[Data entries]
────────────────────────────────────────
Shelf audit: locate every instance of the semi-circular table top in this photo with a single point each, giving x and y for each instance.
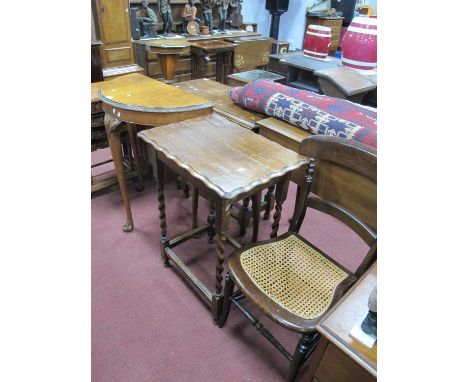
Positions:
(139, 99)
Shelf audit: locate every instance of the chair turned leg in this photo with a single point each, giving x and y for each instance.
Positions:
────────────────────────────────────────
— Stated task —
Can you reproduce every line of the listing above word for word, leaving out the pictures?

— Full output —
Shelf audit: locate every instance of the semi-circular table top in this photo with a single point each, giving x and y for each instance.
Positions:
(139, 99)
Shelf audit: locate every instance of the chair turned leg in this photo with a single point each, giving x and y for each instance.
Positions:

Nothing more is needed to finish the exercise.